- _Goal_
Below is a listing; copy all of it exactly.

**** Records for the task ****

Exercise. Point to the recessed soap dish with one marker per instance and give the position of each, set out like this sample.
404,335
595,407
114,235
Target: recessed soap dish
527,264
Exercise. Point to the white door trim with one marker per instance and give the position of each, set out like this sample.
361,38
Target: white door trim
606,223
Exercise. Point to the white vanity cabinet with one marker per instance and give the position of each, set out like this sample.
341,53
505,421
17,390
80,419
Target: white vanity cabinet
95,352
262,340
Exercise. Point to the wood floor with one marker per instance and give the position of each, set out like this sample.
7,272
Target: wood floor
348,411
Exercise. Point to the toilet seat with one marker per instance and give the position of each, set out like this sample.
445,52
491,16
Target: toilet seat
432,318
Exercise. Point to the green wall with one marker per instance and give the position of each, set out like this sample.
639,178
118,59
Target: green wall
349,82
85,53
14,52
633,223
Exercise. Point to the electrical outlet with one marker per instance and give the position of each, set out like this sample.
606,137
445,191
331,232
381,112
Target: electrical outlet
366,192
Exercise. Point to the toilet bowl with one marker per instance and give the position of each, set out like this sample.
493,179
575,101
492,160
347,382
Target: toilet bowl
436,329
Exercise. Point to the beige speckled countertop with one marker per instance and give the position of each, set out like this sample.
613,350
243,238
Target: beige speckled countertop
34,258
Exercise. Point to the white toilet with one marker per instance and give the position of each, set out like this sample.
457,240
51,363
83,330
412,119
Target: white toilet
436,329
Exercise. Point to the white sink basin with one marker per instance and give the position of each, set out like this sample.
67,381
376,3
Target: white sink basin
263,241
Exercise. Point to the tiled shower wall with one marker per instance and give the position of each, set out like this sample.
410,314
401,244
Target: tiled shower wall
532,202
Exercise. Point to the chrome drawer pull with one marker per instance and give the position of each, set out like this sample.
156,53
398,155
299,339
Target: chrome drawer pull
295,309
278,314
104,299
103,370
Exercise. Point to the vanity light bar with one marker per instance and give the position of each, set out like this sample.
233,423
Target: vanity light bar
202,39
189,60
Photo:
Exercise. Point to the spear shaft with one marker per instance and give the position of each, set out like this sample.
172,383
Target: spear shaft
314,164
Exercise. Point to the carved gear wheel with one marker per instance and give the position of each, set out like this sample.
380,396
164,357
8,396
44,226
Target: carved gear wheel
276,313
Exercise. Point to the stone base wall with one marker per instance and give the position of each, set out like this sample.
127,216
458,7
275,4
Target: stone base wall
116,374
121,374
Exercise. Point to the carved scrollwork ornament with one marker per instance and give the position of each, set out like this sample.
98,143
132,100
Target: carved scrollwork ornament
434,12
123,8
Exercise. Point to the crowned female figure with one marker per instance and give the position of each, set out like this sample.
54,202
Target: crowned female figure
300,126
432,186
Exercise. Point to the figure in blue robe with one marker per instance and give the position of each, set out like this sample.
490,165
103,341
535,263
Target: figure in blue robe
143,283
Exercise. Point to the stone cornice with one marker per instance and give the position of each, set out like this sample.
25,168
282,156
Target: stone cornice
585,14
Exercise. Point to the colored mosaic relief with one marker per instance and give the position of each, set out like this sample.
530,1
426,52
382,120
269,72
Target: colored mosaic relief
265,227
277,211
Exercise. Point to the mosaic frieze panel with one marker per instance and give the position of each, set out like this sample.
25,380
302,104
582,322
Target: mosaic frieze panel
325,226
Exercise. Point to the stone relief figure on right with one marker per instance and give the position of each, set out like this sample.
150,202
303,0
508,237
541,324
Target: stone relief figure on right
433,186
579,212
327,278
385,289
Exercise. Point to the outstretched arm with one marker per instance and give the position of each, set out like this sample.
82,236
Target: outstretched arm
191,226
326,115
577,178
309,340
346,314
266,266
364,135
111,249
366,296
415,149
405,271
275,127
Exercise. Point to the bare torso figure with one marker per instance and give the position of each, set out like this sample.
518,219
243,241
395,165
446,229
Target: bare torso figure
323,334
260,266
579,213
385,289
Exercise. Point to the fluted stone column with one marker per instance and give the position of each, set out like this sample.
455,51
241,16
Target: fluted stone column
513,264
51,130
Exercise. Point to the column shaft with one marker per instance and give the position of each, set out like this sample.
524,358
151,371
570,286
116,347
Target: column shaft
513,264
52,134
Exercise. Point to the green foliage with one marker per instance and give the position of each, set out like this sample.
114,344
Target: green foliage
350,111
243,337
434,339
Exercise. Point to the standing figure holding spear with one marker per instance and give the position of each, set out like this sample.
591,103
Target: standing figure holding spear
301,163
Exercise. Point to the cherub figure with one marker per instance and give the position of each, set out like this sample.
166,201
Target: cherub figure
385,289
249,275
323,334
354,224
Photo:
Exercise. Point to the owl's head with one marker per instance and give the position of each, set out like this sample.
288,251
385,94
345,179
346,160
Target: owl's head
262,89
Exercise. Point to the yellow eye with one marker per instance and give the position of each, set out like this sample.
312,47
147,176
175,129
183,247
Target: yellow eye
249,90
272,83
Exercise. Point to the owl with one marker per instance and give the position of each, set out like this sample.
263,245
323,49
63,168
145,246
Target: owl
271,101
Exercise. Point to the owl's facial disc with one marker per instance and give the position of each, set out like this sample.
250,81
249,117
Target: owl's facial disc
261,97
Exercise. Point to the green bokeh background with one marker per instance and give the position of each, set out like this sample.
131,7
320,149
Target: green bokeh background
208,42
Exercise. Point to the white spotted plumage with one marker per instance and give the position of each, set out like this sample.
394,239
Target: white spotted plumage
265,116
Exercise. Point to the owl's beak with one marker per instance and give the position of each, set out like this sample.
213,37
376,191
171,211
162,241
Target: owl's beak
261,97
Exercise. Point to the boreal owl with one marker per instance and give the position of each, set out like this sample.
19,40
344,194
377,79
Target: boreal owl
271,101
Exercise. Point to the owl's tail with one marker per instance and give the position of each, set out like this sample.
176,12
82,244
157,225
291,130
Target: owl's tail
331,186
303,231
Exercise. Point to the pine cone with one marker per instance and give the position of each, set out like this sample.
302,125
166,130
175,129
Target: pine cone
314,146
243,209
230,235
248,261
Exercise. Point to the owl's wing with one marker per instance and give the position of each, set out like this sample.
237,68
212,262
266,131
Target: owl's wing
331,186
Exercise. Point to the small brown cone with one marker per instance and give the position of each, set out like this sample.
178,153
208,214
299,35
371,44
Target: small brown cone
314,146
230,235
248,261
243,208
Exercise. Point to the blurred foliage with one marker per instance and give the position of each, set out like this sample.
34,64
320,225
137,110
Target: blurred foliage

****

- _Answer in full_
Exercise. Point to the recessed soap dish with one marker per instance and give the position of each, set out like this sample.
404,335
595,407
114,235
Target: recessed soap dish
527,264
Exercise. Point to the white door trim with one marker per instance and give the position of each, set out like this sample.
361,38
Target: white door trim
606,223
Exercise. Point to the white vanity cabinet with one marker per instance and give the position of each, set out like this sample.
341,53
505,421
17,390
80,419
Target: white vanity cabinet
95,352
262,340
Exercise. Point to the wood floor with one marker per instance and give the position of each, set out like this sample.
7,272
Target: wood floor
348,411
Exercise. Point to the toilet seat with one marker per instance and give the position of each, set out like this sample.
445,52
491,16
Target: toilet seat
432,318
Exercise. Point to the green wall with one marker per instance and give the position of each, set out like this sample.
639,178
118,59
Target: green wall
349,82
85,53
14,52
633,223
Exercise. Point to the electrical outlet with one marker per instance and give the position of each, set out like this sample.
606,137
445,191
331,232
381,112
Target: electrical outlet
366,192
Exercise. Point to the toilet bowl with one marker per instance and give the position of each, set out like this sample.
493,179
575,101
492,160
347,382
Target: toilet bowl
436,329
Exercise. Point to the beige speckled countertop with one marker per instance and give the position of each, set out like this sample.
613,350
243,238
Target: beige speckled countertop
34,258
Exercise. Point to the white toilet with one marker per instance and give the position of each, set out like this sample.
457,240
51,363
83,330
412,119
Target: white toilet
436,329
Exercise. Point to the white sink basin with one marker per instance and give the position of each, set out like this sample.
67,381
376,3
Target: white sink basin
263,241
Exercise. Point to the tiled shower wall with one marker per instance and give the position of each, set out like this sample.
410,314
401,244
Target: tiled shower wall
532,202
Exercise. Point to the chrome drawer pull with one marker per instance and give the position of each, set out like this sample.
156,53
398,155
299,339
Target: chrome drawer pull
295,309
278,314
104,299
103,370
Exercise. Point to the vanity light bar with one marker per instance and give the position of each, set out like this sample.
233,423
Target: vanity light bar
202,39
189,60
Photo:
Exercise. Point to the spear shaft with one marker per instance and give the position of each, set out like this sample.
172,383
Target: spear shaft
314,164
Exercise. Point to the carved gear wheel with one marker per instance and give the position of each, set out like this sample.
380,396
164,357
8,396
44,226
Target: carved gear wheel
276,313
Exercise. Point to the stone base wall with one marker per instance and give the position of each, set out like this sample.
127,216
458,7
275,4
Target: stone base wall
116,374
121,374
Exercise. Point to the carved scrollwork ornament with one marker per instance and give the position of each, set out like this sample.
98,143
132,100
Target: carved scrollwork ornament
434,12
123,8
Exercise. Point to the crowned female figure with one marker per instance and give the position of each, set out like this sample.
54,202
Target: crowned female figure
300,126
432,186
Exercise. Point to the figure in blue robe with one marker per instance and give the position of each, set out like this sample.
490,165
103,341
535,263
Target: figure in blue robe
143,283
Exercise. Point to the stone cornice with one marker per instance and give the position of each, set out like this sample.
25,168
282,156
Target: stone cornice
585,14
Exercise. Point to the colored mosaic relief with one marker per instance and give the position of each, set out like this sample.
530,1
426,52
382,120
269,72
Target: colored mosaic relief
265,227
277,211
Exercise. Point to the mosaic frieze panel with one marker per instance and give the position of each, set out like this sample.
25,380
302,104
582,322
Target: mosaic frieze panel
325,226
Exercise. Point to the stone relief figure on right with one marker per instance and give the position of each, set out like this sample.
150,202
303,0
508,237
541,324
Target: stone relief figure on right
433,186
579,212
327,278
385,289
Exercise. Point to the outstretched arm with one marker per instance and give the position of each, set out like this sample.
82,236
Target: outstretched arm
191,226
326,115
577,178
309,340
346,314
266,266
364,135
111,249
366,296
415,149
405,271
275,127
Exercise. Point to the bare torso figure with one marker per instance and give the position of each, set out like this sample.
518,219
243,241
395,165
446,229
Target: bare torso figure
323,334
260,266
579,213
385,289
Exercise. Point to the fluted stone column with one marker per instance and give the position of each, set out like this sample.
455,51
241,16
Target: fluted stone column
513,264
51,130
Exercise. Point to the column shaft with one marker per instance and give the position of each, set out like this sample.
524,358
151,371
570,286
116,347
Target: column shaft
513,264
52,134
Exercise. Point to the green foliage with one marker per instance and give the position of each, set out like this sample.
114,344
Target: green foliage
350,111
243,337
434,339
Exercise. Point to the standing figure holding spear with one marker per instance and give the position of each, set out like this sample.
591,103
Target: standing figure holding spear
301,163
Exercise. Point to the cherub figure with one marker per instance and give the position of each, set out like this sample.
166,201
Target: cherub figure
385,289
249,275
323,334
354,224
Photo:
Exercise. Point to the owl's head with one marker per instance and give the position of each, set out like this sample.
288,251
385,94
345,179
346,160
Target: owl's head
262,89
Exercise. Point to the yellow eye with one marker per instance and give the position of each, set out like this sample.
312,47
147,176
175,129
183,247
Target: yellow eye
249,90
272,83
Exercise. Point to the owl with one marker per instance and give the position of each, set out like this sample.
263,245
323,49
63,168
145,246
Target: owl
271,101
Exercise. Point to the owl's facial disc with one marker per instance and give the position of each, set out like this sample.
250,81
249,117
Target: owl's facial disc
261,97
Exercise. Point to the green bokeh background with one marker per instance and give the position of each, set out like this sample.
131,7
320,149
Target: green bokeh background
208,42
Exercise. Point to the white spotted plumage with one marker per instance and give the position of each, set out like this sample.
394,239
Target: white spotted plumage
265,116
Exercise. Point to the owl's beak with one marker per instance and give the position of each, set out like this sample.
213,37
376,191
171,211
162,241
Target: owl's beak
261,97
Exercise. Point to the boreal owl with one marker per instance and give the position of each, set out like this sample.
19,40
344,194
377,79
Target: boreal owl
271,101
Exercise. Point to the owl's tail with one marker per instance and give the position of each, set out like this sample.
176,12
82,244
157,225
291,130
Target: owl's tail
331,186
303,231
Exercise. Point to the pine cone with one marker per instance and give the position of each, set out like this sample.
302,125
166,130
175,129
Target: pine cone
314,146
243,209
230,235
248,261
Exercise. Point to the owl's wing with one marker per instance and give the position of each, set out like this sample.
237,68
212,262
266,131
Target: owl's wing
331,186
Exercise. Point to the small brown cone with one marker per instance and give the position of each, set out like this sample.
178,153
208,214
299,35
371,44
Target: small brown cone
314,146
230,235
248,261
243,208
Exercise. Point to the blurred foliage with one marker per instance and give the position of each, set out like this sample.
34,64
320,225
137,110
Target: blurred foliage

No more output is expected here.